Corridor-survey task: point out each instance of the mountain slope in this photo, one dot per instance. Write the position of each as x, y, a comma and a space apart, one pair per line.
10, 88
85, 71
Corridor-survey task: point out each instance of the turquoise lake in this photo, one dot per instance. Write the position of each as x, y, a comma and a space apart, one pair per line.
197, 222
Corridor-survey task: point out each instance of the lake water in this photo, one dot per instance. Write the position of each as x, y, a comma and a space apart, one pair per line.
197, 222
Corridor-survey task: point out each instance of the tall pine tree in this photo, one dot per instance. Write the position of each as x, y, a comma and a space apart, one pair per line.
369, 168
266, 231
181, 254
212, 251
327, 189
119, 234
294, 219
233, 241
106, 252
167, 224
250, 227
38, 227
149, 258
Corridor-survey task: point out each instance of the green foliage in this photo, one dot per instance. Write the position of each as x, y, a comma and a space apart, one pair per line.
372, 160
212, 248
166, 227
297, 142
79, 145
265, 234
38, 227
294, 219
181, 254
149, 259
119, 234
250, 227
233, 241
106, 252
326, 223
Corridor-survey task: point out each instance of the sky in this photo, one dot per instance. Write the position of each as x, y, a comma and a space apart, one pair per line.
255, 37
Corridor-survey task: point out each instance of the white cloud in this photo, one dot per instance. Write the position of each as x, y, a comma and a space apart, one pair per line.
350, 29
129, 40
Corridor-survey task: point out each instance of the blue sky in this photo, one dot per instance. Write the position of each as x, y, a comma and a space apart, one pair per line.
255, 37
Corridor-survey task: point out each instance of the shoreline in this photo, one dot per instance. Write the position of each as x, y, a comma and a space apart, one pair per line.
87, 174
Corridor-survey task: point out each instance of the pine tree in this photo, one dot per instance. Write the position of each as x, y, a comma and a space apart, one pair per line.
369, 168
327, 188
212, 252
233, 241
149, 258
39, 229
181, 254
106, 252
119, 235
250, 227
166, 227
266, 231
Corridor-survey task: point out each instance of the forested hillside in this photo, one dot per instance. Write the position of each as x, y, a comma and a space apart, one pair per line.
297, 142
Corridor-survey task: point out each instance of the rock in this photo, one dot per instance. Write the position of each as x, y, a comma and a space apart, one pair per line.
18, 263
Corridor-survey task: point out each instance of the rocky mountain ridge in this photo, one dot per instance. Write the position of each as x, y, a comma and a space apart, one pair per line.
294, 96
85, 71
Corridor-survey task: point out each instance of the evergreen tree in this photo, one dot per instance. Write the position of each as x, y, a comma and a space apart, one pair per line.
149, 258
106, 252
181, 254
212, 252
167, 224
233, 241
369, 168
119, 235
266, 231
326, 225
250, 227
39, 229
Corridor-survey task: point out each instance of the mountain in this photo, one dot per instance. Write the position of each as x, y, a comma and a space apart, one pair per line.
-------
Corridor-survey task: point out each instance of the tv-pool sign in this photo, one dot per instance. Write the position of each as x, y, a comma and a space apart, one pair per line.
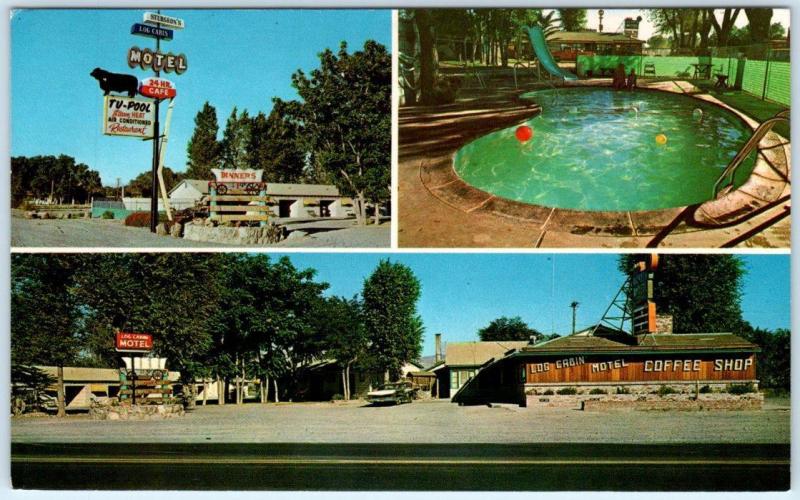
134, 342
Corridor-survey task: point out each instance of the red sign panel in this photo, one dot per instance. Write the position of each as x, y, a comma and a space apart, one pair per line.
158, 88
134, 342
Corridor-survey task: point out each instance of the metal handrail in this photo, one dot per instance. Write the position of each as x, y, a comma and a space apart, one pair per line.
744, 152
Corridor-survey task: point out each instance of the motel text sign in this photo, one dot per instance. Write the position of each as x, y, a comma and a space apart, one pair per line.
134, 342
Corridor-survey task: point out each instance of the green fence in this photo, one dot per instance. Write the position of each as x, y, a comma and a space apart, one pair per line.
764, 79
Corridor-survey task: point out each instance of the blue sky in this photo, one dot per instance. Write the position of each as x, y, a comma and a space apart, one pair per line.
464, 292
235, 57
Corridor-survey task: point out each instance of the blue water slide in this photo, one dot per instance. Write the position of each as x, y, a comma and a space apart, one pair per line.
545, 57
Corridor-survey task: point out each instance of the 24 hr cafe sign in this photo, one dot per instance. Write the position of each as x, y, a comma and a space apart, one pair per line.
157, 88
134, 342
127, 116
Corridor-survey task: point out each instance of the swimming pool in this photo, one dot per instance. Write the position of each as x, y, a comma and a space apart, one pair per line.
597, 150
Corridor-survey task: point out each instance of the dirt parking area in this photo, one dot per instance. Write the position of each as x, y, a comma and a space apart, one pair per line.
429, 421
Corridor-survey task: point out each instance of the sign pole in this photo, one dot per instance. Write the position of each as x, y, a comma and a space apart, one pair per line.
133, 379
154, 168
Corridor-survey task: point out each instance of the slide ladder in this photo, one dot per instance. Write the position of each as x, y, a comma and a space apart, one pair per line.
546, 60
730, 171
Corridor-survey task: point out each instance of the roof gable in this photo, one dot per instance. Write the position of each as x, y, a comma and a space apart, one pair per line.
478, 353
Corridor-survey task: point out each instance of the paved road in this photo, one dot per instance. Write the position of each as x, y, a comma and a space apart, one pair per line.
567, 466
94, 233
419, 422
-------
Problem requirements.
Convert the data lines above, from the line holding "Corridor-survey task: point out each instance of the rocky" through the line holding "Corridor-survey task: point out each instance of the mountain in", inclusive, into a Markdown table with the columns Row and Line. Number each row and omit blank lines.

The reply.
| Row | Line |
|---|---|
| 1 | Corridor-survey task: point out each instance of the rocky mountain ridge in this photo, one dot per instance. Write the position of each as x, y, a comma and a space apart, one pair per line. |
| 2 | 294, 96 |
| 3 | 85, 71 |
| 4 | Corridor-survey task: point out each instance of the evergreen tree in this photo, one dot per instance. Write the position of each as x, y, a comma and a space apart, one pair per line. |
| 5 | 149, 258 |
| 6 | 106, 252 |
| 7 | 181, 254 |
| 8 | 212, 252 |
| 9 | 167, 224 |
| 10 | 233, 241 |
| 11 | 369, 168 |
| 12 | 119, 235 |
| 13 | 266, 231 |
| 14 | 326, 225 |
| 15 | 250, 227 |
| 16 | 39, 229 |
| 17 | Corridor-survey task: point out each instance of the mountain in this photo, one dot per instance. Write the position of each as x, y, a comma and a space apart, one pair per line. |